JOB | Give only the number of lines in the listing below that contain the string "striped". Case counts.
** start of EXCERPTED RECORDS **
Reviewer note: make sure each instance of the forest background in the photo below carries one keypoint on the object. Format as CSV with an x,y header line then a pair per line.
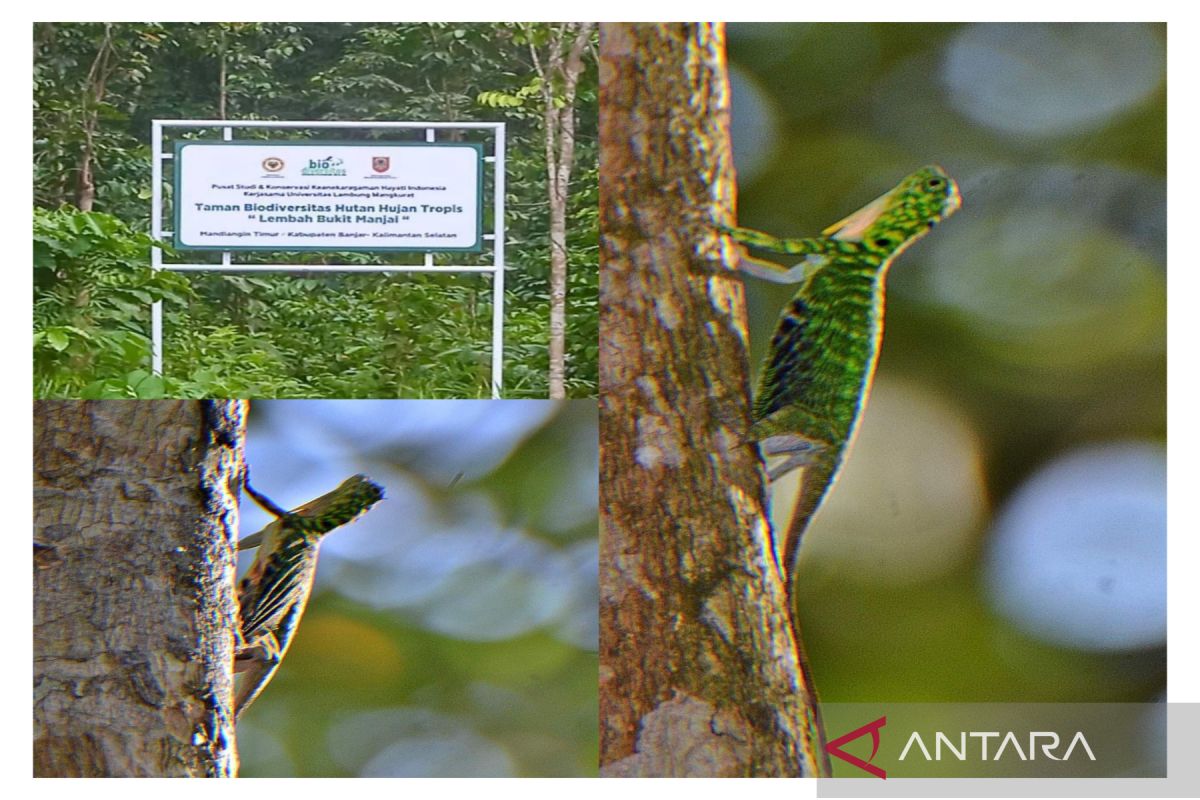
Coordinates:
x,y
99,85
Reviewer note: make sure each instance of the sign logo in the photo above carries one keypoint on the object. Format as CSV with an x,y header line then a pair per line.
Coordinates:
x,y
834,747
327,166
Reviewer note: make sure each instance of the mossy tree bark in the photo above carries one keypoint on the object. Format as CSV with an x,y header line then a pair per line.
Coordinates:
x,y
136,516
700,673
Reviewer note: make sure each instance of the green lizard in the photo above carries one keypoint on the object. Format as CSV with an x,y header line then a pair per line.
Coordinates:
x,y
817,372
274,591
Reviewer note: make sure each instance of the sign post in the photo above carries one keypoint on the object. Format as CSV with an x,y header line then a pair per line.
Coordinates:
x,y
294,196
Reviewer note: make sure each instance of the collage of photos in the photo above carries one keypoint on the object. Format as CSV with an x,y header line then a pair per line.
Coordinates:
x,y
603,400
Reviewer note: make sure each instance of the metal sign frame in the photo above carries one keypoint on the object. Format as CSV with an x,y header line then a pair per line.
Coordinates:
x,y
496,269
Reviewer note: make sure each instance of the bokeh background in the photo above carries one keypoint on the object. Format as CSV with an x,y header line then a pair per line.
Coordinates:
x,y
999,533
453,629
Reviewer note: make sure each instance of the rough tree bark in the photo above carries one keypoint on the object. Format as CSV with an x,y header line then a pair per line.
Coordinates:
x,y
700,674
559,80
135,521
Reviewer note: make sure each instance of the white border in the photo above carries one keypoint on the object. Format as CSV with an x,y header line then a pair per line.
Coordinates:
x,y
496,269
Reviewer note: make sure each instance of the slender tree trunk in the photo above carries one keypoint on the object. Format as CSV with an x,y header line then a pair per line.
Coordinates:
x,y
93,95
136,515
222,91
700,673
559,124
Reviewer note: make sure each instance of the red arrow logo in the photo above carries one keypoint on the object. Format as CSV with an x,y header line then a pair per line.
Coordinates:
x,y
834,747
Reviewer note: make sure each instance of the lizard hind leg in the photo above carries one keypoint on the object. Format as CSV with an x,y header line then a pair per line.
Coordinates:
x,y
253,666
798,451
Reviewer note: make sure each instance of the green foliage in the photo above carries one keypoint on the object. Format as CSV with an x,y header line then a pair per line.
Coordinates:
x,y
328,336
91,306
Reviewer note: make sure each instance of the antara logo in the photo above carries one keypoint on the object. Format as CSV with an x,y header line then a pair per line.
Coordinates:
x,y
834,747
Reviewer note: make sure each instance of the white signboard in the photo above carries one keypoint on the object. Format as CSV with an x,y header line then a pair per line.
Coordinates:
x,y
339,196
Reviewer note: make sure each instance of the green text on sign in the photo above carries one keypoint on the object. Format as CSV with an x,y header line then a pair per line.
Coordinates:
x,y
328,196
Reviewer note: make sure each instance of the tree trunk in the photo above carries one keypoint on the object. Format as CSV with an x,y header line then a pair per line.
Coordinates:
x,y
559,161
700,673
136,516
** end of EXCERPTED RECORDS **
** start of EXCERPTED RECORDS **
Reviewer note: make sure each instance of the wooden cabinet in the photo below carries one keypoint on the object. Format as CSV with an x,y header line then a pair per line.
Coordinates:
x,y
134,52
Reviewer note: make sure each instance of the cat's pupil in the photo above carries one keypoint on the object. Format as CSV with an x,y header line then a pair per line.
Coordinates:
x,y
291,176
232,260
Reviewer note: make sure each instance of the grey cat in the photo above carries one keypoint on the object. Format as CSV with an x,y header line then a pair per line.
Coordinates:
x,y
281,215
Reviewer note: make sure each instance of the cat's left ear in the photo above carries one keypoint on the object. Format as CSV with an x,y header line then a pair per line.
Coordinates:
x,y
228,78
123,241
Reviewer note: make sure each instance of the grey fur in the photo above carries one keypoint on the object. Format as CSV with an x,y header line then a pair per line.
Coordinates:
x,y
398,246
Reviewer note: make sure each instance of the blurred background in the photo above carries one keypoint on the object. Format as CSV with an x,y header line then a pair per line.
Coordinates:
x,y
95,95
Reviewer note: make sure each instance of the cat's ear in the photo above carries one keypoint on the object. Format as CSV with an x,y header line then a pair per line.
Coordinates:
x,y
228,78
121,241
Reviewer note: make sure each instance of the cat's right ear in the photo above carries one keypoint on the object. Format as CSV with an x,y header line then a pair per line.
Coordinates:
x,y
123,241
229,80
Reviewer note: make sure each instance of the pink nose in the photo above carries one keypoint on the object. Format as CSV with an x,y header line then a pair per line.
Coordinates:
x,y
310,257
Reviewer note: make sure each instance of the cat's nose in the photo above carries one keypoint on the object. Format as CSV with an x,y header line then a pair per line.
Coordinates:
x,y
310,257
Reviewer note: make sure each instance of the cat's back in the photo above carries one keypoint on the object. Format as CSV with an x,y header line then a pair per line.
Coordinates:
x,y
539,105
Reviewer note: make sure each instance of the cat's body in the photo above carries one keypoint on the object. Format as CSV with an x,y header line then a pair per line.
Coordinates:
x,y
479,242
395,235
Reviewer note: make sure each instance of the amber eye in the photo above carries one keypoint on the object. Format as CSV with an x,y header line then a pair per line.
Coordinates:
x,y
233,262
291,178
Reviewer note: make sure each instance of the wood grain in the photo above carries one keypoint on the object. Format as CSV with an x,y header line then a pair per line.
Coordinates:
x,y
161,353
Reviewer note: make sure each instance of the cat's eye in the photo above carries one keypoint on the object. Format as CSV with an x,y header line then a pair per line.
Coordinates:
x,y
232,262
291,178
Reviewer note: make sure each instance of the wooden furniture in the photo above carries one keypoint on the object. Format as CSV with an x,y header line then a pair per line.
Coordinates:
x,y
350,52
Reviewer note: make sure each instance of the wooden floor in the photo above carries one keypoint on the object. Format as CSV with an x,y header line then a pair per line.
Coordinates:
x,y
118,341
** end of EXCERPTED RECORDS **
** start of EXCERPTED RECORDS **
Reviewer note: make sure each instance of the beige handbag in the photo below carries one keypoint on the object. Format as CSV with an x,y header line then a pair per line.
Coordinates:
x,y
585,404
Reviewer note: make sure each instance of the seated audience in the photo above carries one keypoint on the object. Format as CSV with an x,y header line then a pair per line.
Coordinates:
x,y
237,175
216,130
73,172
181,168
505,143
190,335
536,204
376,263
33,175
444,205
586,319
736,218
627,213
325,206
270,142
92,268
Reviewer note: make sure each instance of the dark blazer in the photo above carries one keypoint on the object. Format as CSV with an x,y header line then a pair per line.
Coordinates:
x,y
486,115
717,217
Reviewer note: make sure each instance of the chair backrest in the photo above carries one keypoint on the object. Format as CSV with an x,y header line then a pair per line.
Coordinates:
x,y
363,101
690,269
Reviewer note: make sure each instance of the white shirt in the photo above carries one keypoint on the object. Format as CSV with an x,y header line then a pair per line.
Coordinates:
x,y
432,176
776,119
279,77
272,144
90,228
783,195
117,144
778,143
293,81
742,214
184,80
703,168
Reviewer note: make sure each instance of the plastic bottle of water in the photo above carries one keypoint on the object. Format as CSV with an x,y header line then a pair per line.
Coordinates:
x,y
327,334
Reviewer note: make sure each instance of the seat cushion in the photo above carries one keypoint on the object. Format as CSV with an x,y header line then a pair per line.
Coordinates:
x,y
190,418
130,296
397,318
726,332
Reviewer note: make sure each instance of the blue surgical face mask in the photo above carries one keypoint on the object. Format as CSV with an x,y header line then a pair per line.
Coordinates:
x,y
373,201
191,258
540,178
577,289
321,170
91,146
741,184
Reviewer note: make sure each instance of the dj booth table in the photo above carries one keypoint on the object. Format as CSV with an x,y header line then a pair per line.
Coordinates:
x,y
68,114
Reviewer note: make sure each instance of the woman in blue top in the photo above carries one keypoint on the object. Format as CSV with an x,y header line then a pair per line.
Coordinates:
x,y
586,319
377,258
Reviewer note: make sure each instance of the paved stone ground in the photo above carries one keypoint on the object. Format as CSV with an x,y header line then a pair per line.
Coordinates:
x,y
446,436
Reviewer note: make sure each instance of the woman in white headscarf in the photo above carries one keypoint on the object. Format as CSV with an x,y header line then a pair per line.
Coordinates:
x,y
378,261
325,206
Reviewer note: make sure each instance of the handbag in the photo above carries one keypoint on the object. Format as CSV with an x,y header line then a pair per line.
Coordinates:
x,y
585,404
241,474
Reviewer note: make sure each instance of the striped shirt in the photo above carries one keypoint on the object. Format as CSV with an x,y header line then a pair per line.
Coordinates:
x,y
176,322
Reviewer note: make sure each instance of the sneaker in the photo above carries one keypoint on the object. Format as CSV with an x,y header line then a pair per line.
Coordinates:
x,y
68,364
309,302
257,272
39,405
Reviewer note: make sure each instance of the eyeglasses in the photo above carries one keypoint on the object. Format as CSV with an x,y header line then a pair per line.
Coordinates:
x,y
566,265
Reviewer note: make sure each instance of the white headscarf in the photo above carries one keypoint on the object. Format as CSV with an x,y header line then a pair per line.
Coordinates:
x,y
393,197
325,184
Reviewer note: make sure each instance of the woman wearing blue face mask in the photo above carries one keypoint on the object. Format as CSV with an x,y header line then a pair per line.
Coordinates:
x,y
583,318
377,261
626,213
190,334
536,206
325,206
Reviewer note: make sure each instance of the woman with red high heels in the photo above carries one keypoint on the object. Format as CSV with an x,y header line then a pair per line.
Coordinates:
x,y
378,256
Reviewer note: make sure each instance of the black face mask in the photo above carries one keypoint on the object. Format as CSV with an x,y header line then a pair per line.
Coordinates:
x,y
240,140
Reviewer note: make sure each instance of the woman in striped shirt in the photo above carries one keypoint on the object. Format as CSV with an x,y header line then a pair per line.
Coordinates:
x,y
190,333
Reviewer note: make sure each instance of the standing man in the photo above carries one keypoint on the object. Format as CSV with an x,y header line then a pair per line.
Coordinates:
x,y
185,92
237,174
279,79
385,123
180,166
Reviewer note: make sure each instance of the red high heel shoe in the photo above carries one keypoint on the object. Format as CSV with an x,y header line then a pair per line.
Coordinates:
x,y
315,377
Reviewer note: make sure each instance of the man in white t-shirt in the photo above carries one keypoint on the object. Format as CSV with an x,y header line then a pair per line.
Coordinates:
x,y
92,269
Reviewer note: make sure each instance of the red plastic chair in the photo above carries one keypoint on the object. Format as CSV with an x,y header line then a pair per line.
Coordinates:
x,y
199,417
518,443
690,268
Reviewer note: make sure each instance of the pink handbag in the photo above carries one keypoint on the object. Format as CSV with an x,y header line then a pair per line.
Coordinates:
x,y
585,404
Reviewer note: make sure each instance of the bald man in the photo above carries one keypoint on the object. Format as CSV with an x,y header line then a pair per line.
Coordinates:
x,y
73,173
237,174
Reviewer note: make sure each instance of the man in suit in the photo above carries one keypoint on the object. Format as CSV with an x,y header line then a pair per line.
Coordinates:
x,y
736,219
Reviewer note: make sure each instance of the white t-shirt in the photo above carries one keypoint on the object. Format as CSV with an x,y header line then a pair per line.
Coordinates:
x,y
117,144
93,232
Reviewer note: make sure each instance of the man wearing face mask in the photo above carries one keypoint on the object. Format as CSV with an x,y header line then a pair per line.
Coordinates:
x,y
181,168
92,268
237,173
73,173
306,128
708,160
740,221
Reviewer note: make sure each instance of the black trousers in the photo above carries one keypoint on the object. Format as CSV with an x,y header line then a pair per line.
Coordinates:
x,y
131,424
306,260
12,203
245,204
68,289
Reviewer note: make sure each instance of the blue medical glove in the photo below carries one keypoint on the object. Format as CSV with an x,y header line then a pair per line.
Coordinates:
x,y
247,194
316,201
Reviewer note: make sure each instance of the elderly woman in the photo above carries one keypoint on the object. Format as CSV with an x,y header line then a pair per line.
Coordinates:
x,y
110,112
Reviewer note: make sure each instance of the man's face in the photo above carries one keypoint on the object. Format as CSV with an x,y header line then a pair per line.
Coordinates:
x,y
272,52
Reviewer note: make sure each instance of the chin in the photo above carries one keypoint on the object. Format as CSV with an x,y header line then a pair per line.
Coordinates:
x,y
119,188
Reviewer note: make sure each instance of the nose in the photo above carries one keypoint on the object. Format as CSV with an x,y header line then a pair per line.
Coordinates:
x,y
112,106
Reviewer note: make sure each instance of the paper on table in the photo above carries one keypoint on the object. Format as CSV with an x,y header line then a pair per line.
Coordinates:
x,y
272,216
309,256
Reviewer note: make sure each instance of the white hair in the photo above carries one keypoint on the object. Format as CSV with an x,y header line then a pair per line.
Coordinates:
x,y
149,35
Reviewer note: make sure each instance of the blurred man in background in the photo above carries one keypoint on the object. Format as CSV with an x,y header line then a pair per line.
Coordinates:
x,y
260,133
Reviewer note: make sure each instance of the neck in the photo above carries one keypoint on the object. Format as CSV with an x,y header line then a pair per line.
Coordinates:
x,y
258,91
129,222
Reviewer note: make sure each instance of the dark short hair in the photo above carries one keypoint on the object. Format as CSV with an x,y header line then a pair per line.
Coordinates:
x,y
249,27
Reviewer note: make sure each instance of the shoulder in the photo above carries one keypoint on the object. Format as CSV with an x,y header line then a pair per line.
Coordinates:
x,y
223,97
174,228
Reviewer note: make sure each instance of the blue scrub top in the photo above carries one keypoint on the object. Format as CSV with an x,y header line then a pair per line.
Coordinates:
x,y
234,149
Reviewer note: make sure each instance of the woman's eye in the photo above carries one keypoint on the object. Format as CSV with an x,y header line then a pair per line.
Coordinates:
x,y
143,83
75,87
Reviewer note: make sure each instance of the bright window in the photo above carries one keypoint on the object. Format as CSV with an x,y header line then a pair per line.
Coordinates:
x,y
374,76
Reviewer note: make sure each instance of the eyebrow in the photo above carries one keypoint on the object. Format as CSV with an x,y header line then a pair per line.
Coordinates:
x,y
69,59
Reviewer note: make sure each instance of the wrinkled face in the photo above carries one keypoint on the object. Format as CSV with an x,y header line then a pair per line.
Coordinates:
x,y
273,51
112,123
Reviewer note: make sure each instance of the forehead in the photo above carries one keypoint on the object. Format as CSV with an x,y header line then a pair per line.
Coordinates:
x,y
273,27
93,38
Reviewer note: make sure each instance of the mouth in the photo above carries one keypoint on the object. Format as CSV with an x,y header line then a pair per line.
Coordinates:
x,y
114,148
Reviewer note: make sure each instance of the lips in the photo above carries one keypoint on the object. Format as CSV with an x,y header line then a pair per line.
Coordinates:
** end of EXCERPTED RECORDS **
RESPONSE BELOW | 2